Reading passage
A very astute review of a new book by a poet that MANY poets love to hate has been published. It’s a book by Kent Johnson called Because of Poetry, I Have a Really Big House. The reviewer is Norman Finkelstein and one passage of the review states:
…At this point, a number of my readers are probably wondering why, given Kent Johnson’s reputation and past history, I’m venturing into the quagmire that a review of his work is bound to be. My reason is simple: Johnson is an important writer, and the questions his work raises are not merely sociological but have everything to do with the ways in which readers become conscious (or remain unconscious) of their assumptions about poetry and of their aesthetic values in general… If Johnson himself understands his work as in any way a cure, it is a cure of an extreme sort. (Ezra Pound, who tends to see the arts in terms of hygiene, notes that “satire is surgery, insertions and amputations.”) He seems to prefer the frontal attack, regardless of the mode or form of address in each of his poems. Here’s the beginning of “The Discs of Snow”:
I like the way the flowers grow,
The way rain falls, the discs of snow.
I like the writers in my class,
The way they kiss each other’s ass.
I wish they liked me equally,
Returning, thus, my fealty.
But Satyr’s wage is lonesomeness,
Among the solemn Crotalus.
They coil and fang and hiss away,
At panpipe me, who (just as they!)
Do meekly seek an MFA. (21)
I admit that I laughed out loud when I hit the fourth line, and if that means I have a juvenile sense of humor, so be it…
I was a contributor, in the last year or so, to Johnson’s now retired Dispatches from the Poetry Wars, (co-edited with Michael Boughn) which operated with the notion that poetry wars are GOOD for the art of poetry and, to some degree, I agree with this notion, but prefer to stay out of the fights that Johnson picks routinely, against members of the poetry establishment and poets he sees as “sell-outs.” I love Johnson’s support for Walt Whitman, whose work should not be dismissed because he wrote some racist letters, which are quite unfortunate, I agree. That may make me less of an “anti-racist” (a movement that is trending today) but there may be better ways to address systemic racism and white supremacy, in my view.

Source data

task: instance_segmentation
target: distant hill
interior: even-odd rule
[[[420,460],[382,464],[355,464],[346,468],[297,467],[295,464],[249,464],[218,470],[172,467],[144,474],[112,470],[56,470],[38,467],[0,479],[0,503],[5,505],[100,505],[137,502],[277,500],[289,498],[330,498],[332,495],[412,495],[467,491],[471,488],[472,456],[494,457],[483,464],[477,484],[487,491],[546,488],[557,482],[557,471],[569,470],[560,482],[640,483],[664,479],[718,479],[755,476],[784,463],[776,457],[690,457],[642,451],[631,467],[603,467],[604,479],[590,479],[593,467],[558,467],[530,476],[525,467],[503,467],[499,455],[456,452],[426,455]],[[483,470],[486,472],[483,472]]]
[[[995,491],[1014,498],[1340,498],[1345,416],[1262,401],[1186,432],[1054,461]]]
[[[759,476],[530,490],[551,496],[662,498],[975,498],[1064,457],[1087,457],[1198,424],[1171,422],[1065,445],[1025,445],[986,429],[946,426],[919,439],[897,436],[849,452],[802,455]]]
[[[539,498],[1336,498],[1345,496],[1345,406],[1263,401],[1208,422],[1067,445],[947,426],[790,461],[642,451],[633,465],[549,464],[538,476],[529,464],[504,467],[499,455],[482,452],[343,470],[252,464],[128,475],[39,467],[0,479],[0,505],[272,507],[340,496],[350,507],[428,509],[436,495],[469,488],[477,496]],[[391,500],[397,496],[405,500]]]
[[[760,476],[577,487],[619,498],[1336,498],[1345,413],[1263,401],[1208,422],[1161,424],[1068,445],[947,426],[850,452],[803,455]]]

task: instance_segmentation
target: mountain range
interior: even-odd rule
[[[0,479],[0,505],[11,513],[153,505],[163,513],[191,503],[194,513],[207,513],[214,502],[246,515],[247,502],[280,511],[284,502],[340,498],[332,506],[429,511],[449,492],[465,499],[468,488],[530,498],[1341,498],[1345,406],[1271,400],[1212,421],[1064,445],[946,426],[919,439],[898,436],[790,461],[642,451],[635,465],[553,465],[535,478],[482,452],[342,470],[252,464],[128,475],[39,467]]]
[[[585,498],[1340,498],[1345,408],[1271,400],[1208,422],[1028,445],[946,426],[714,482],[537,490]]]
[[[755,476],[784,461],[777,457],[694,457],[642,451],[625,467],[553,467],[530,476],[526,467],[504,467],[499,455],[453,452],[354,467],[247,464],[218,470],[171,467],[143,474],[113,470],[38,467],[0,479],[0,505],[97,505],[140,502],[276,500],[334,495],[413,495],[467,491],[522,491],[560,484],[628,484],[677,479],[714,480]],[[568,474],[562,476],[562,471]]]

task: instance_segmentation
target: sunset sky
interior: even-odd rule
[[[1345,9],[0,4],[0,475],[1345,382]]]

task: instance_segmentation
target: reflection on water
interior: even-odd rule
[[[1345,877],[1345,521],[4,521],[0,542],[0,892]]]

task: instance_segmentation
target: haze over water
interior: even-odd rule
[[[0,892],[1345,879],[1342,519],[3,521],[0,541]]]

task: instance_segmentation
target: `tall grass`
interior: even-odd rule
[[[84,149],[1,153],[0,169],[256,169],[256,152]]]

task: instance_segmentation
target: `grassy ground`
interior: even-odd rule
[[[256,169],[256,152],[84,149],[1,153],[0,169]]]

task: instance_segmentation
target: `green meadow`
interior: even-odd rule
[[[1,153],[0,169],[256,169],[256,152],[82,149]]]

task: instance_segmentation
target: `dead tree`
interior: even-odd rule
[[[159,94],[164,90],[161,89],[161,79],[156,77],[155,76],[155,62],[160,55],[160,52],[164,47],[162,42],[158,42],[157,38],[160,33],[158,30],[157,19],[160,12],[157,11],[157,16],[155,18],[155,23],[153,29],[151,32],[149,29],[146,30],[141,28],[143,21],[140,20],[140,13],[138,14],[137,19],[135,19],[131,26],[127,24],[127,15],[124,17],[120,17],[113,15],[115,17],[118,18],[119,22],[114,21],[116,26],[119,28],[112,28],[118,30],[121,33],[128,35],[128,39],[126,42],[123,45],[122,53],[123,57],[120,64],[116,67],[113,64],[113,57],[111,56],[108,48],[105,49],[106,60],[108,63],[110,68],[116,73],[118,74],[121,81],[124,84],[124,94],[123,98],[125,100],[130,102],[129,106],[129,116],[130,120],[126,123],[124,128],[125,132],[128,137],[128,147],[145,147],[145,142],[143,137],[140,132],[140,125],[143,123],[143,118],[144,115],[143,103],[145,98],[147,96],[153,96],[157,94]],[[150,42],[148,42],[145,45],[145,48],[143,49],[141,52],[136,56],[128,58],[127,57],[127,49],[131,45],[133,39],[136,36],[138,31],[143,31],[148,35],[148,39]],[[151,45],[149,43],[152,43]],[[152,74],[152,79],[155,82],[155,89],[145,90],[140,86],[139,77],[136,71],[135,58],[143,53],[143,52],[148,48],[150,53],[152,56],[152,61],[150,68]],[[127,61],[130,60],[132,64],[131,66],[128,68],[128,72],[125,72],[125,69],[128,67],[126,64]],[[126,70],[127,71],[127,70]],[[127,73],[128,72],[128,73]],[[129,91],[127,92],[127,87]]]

Work instruction 1
Rewrite the paragraph of the post about Kent Johnson's book that begins "I was a contributor, in the last year or so," in a shorter form, keeping its main facts.
Work instruction 2
Go on with the post about Kent Johnson's book, picking up after its final sentence.

Your response 1
I contributed over the past year or so to Dispatches from the Poetry Wars, now retired, which Johnson co-edited with Michael Boughn. It held that poetry wars are good for poetry. I partly agree, but I avoid the fights Johnson routinely picks with the poetry establishment and with poets he considers "sell-outs." I value his support for Walt Whitman, whose work should not be dismissed over some unfortunate racist letters. That may make me less of an "anti-racist," a trending movement, but I think there may be better ways to address systemic racism and white supremacy.

Your response 2
And I have stayed in Johnson’s house, while not a mansion, is bigger than any house I have ever lived in. But I mention that to say I have actually gotten to know Kent Johnson a little over the past couple of years and find him kind, intelligent, well-read and his writing wickedly funny. In these times I also find it refreshing that someone lampoons the poetry “positioners” as Amalio Madueño likes to call careerists.
This criticism is at the heart of his poem, late in Because of Poetry, I Have a Really Big House, complete with bits of personal mythology (Johnson spent part of his youth in Uruguay) entitled: “Let Us Now Give Thanks / to the New American Poetry.” The N.A.P. included poetry from members of movements in post-WWII North American poetry such as the Beats, Black Mountain, New York School and others who Johnson calls in this poem:
party poopers, some night opine,
not hip at all on cash bars at
MLA-time and like-Academic
eschewed. Because, thankfully
the New Americans showed us
how it’s done–how to fashion
scruffy Autonomous Poetic
Zones against the grain of
career-clubby dispensations: how
to defy capitulation; how to
resist the siren suctions of
the Culture Industry, as Emily
Dickinson more of less urged,
in a poem about slave auctions;
how to refuse being a pawn in the
Rules of the Game…
How to stand for something, in less creative speaking. That may not be “anti-racist” but it is a deeper stance that does include support of all marginalized peoples everywhere as his work in Nicaragua with the Sandinistas would indicate. The fact that his is a deeper stance may take USAmericans another fifty years to realize, but such is the life and work of someone way ahead of the curve.
Do read the review I’ve cited, then read the book. There is no poetry in USAmerica so dedicated to the pure poetic stance in such a wickedly funny way.